-- START Records for processing --

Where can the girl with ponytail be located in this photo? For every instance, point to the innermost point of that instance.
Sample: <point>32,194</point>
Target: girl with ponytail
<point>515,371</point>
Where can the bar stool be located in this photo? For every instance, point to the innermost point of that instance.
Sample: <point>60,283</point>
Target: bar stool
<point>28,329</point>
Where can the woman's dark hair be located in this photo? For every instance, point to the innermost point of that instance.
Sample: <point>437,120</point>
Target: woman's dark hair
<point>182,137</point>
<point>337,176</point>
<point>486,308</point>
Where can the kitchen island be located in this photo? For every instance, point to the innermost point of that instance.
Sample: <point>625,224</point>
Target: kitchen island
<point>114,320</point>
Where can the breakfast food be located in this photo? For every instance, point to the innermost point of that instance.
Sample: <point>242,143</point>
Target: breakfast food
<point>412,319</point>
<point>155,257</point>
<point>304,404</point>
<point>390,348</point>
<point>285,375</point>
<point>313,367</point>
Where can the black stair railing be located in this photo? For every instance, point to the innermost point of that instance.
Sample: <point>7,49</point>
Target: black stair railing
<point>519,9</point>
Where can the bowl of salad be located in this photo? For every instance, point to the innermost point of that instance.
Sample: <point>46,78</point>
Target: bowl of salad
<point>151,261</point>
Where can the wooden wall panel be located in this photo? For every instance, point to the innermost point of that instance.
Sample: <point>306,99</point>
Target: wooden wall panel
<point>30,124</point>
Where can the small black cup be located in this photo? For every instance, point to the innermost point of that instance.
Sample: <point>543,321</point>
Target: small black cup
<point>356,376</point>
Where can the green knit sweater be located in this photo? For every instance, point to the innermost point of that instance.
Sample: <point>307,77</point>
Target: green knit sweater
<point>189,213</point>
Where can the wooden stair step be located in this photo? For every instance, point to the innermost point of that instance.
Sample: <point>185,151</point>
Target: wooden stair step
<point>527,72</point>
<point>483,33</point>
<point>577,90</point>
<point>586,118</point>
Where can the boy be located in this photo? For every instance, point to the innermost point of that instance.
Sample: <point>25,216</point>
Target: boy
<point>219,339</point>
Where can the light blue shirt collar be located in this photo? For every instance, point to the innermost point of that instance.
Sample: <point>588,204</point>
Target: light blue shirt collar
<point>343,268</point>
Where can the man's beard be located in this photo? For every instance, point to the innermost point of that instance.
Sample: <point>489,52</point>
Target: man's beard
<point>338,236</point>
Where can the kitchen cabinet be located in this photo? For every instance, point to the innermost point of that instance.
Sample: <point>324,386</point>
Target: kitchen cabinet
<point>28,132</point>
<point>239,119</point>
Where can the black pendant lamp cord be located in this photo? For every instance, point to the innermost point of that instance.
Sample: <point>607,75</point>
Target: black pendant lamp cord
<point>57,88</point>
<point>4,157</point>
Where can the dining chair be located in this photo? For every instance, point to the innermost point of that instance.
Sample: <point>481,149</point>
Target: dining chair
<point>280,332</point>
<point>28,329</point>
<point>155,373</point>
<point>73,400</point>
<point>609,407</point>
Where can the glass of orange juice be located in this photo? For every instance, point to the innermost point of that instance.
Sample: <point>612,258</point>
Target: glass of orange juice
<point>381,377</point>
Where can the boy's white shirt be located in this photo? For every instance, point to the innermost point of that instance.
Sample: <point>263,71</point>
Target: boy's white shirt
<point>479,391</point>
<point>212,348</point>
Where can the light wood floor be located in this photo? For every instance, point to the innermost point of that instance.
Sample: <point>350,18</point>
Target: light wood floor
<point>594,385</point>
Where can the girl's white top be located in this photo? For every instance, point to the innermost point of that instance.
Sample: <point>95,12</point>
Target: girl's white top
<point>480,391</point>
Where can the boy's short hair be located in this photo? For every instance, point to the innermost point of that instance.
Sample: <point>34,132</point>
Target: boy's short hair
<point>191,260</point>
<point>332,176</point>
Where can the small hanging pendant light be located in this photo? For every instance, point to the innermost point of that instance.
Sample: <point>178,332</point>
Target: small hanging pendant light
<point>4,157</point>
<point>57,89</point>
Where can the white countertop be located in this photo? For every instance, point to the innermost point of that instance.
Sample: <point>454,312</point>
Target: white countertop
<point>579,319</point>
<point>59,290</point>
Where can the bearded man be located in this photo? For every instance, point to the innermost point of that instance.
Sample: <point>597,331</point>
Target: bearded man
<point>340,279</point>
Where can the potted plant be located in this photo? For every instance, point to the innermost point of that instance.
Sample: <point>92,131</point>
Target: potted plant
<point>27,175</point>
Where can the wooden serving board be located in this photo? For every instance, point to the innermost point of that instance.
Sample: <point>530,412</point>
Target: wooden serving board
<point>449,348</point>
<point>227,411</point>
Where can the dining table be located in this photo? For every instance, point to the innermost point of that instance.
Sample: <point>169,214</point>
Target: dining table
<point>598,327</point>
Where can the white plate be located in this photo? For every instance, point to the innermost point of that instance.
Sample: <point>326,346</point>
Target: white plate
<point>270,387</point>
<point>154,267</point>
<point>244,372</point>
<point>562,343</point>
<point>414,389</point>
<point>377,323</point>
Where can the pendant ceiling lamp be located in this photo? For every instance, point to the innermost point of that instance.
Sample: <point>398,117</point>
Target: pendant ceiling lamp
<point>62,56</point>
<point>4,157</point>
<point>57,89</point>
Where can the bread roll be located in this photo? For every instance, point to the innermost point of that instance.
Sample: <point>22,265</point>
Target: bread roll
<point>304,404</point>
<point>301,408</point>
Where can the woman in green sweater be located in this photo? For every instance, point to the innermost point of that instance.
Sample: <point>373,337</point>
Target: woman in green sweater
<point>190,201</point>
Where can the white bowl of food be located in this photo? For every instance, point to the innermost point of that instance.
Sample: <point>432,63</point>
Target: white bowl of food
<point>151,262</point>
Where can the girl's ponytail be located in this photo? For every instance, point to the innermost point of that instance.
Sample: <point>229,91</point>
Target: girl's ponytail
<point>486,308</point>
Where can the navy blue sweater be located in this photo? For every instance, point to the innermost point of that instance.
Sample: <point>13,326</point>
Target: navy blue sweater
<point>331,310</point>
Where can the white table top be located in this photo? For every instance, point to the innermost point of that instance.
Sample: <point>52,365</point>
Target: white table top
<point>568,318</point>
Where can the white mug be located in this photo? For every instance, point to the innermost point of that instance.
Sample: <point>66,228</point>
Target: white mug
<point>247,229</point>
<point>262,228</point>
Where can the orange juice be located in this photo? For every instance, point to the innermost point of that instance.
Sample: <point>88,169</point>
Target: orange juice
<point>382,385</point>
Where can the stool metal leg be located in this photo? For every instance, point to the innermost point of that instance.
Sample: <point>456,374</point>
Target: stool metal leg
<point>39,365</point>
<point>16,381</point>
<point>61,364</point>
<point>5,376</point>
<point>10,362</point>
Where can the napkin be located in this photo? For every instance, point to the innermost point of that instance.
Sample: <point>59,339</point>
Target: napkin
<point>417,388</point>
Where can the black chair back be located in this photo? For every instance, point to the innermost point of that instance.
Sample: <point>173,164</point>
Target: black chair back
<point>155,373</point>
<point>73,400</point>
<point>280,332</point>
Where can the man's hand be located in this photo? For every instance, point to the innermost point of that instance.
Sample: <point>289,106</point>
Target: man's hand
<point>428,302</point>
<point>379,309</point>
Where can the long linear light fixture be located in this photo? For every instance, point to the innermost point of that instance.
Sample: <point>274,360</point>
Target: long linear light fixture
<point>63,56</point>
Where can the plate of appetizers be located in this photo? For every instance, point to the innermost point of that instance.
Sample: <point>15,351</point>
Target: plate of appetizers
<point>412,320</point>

-- END Records for processing --
-- START Records for processing --

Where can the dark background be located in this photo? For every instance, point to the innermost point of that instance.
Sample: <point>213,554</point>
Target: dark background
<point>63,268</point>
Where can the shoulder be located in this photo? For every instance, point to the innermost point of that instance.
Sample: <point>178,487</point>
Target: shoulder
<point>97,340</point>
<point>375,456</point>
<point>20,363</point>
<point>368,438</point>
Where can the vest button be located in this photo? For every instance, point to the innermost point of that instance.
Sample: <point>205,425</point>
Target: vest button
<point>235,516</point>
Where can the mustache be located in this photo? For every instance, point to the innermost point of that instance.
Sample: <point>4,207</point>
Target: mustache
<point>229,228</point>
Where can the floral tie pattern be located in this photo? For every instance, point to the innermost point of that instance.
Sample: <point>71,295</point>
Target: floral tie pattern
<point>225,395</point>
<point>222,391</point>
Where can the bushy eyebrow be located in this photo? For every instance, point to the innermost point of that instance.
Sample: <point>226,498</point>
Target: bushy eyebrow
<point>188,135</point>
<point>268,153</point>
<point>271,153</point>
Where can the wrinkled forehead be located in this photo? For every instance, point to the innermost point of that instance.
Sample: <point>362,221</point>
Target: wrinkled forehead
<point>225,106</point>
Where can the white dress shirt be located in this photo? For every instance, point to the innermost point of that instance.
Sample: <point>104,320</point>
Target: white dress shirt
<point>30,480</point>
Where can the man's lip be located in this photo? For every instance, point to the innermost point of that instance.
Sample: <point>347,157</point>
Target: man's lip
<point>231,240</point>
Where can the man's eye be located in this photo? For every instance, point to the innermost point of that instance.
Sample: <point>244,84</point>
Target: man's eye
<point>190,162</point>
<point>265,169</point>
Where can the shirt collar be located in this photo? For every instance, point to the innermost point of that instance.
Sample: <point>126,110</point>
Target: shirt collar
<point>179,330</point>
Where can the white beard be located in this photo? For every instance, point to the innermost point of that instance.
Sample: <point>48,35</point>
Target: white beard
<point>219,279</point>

-- END Records for processing --
-- START Records for processing --

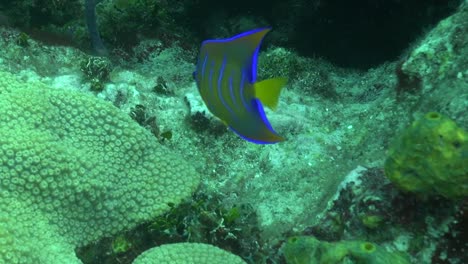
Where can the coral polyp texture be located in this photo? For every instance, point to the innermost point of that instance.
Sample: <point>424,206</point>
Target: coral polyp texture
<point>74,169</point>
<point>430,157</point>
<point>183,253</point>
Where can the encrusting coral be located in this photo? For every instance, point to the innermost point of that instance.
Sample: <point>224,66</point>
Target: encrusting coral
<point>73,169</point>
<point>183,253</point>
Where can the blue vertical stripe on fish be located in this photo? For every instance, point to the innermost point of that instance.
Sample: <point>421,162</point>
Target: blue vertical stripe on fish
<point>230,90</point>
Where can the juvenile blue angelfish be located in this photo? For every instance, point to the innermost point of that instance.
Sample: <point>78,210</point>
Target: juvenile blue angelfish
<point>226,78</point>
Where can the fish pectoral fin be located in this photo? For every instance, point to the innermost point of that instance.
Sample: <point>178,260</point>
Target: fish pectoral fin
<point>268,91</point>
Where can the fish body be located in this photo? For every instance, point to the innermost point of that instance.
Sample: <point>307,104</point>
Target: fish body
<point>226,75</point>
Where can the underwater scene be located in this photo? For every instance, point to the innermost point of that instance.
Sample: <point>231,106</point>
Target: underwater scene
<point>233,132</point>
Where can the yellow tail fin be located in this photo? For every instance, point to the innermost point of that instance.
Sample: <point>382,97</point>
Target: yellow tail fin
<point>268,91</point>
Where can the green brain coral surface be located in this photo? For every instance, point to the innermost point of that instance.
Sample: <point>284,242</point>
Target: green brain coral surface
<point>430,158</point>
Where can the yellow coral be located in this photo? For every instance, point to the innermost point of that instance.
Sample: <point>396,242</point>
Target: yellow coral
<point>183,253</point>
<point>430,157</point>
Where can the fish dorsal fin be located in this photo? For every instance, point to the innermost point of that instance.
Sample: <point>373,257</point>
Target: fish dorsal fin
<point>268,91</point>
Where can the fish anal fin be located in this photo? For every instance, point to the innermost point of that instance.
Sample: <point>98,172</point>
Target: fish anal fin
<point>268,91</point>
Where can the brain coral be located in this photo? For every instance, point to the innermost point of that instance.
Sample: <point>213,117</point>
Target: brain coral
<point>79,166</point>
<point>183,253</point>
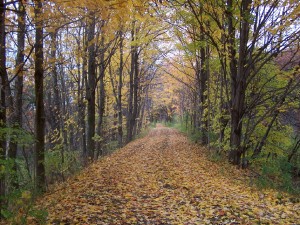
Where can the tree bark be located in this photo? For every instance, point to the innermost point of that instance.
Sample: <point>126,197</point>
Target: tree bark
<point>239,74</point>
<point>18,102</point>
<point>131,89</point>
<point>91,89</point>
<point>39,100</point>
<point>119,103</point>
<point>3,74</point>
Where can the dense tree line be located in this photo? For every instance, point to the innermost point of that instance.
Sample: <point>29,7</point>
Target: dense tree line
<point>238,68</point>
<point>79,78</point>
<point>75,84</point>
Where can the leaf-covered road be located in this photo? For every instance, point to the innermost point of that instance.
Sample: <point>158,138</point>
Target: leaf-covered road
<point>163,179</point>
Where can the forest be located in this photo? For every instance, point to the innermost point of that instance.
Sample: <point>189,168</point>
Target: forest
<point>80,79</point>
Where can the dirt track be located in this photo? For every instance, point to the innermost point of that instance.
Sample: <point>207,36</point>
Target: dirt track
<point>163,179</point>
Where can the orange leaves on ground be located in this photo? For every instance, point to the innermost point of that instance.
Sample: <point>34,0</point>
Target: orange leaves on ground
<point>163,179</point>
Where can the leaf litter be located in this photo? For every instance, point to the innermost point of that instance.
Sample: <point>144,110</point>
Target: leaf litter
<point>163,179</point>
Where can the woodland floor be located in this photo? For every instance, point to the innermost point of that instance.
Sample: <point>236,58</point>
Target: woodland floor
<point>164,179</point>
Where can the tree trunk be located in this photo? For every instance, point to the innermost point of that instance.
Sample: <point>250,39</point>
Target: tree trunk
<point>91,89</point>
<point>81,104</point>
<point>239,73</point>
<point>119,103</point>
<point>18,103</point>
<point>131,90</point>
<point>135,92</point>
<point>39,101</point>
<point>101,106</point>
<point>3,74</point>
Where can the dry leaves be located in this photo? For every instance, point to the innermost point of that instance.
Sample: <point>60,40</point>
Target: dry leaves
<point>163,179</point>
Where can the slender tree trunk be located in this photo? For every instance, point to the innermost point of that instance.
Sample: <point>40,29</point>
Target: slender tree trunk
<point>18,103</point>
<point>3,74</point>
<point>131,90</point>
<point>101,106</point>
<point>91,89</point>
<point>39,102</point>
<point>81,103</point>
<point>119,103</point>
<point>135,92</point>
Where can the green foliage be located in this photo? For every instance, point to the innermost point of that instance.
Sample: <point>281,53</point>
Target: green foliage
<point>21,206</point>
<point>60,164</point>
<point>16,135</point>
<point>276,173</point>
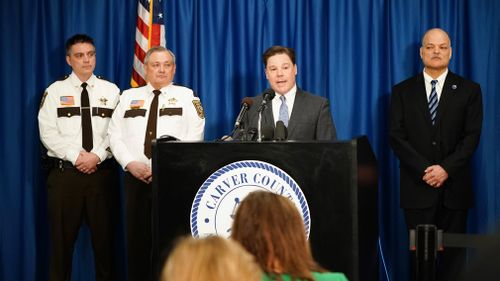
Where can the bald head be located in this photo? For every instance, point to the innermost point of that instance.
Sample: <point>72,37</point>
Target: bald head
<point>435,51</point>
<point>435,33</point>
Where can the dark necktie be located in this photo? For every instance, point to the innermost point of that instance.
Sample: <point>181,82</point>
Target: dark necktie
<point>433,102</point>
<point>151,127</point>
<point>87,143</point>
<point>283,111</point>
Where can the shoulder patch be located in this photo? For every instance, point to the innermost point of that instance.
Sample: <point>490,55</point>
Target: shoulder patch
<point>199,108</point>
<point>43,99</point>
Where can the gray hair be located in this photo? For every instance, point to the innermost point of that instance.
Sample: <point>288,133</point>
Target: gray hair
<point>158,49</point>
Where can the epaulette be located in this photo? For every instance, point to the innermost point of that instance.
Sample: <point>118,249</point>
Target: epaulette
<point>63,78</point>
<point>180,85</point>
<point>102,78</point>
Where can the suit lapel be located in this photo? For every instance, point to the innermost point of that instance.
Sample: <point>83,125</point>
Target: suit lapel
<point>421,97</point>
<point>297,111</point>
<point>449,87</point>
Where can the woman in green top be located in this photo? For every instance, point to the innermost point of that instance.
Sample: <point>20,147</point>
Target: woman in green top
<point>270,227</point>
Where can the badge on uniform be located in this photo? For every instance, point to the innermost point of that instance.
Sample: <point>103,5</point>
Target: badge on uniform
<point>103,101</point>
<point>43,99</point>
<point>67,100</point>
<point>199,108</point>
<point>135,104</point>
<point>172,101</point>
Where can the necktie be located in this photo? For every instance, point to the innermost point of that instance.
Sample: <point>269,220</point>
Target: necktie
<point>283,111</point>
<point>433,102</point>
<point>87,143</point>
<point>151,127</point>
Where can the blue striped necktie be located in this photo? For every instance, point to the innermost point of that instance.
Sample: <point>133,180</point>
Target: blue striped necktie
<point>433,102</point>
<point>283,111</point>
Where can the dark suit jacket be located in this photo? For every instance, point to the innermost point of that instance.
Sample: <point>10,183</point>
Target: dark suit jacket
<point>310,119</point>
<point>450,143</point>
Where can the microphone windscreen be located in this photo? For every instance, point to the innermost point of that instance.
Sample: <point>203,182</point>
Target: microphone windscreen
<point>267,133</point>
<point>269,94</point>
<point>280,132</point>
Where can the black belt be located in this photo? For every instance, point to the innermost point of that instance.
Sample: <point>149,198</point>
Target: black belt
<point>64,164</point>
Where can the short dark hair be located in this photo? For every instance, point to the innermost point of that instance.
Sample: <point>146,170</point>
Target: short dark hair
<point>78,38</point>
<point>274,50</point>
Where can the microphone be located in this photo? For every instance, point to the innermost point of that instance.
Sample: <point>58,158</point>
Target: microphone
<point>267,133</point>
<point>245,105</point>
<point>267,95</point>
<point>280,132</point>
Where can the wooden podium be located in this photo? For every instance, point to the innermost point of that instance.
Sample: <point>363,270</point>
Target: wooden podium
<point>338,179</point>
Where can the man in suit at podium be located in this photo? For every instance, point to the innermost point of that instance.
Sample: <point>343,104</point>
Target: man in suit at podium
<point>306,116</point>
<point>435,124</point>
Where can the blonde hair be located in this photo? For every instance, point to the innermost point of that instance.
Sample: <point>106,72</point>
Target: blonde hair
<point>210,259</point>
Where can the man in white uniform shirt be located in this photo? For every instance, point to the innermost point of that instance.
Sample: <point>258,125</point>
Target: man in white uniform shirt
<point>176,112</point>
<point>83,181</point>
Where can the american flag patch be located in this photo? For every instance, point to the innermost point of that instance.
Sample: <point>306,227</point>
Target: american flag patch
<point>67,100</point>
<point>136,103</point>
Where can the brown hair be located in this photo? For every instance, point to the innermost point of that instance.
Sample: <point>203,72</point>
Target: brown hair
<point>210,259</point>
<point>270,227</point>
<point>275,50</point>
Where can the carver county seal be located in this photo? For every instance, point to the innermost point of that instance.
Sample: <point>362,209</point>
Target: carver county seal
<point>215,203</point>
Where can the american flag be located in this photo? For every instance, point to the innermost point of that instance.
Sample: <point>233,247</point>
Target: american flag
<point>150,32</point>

-- END Records for processing --

## [Short exercise]
Reproduce without changes the part of the data that opens with the line containing "Where can the blonde" and closes with the line containing "<point>275,50</point>". Include both of those lines.

## [Solved exercise]
Where can the blonde hair be located in this photo? For every instance, point to the innermost point of that instance.
Sample: <point>106,72</point>
Target: blonde hair
<point>210,259</point>
Where can the man in white uniform shirt be located in this photo? For every instance, point to the innermost point of that instance.
Sample: <point>258,125</point>
Target: man in white uniform shirt
<point>176,112</point>
<point>83,181</point>
Where can the american flag patch be located in this photo? For every instance, point to the innermost point of that instance.
Sample: <point>306,227</point>
Target: american flag patch
<point>67,100</point>
<point>136,103</point>
Where can the brown hair be located in this photo? For every instance, point to the innermost point of that instance.
Sample: <point>203,72</point>
Target: brown hair
<point>210,259</point>
<point>270,227</point>
<point>275,50</point>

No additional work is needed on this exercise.